Exercise:
Rewrite every line of the listing below. Multiply only the x and y coordinates in the answer points by 1.2, round each result to a whole number with halves rounded up, and leave every other line unchanged.

---------- Data supplied ----------

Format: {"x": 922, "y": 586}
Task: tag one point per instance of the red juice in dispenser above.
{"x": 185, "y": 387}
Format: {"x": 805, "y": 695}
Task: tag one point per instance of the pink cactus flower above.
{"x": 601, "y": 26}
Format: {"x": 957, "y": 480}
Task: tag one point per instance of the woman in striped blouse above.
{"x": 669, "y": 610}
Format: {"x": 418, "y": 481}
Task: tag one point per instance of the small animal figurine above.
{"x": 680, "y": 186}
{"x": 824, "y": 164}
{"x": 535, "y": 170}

----------

Result of the task:
Format: {"x": 922, "y": 586}
Task: tag one point per instance of the red juice in dispenser above.
{"x": 222, "y": 464}
Format: {"x": 805, "y": 695}
Task: tag one point per instance of the pink cactus flower above.
{"x": 721, "y": 31}
Format: {"x": 957, "y": 480}
Task: tag one point per instance of the woman in striped blouse above.
{"x": 803, "y": 732}
Format: {"x": 418, "y": 481}
Task: tag one point per instance of the small animal figurine above.
{"x": 816, "y": 223}
{"x": 989, "y": 197}
{"x": 642, "y": 204}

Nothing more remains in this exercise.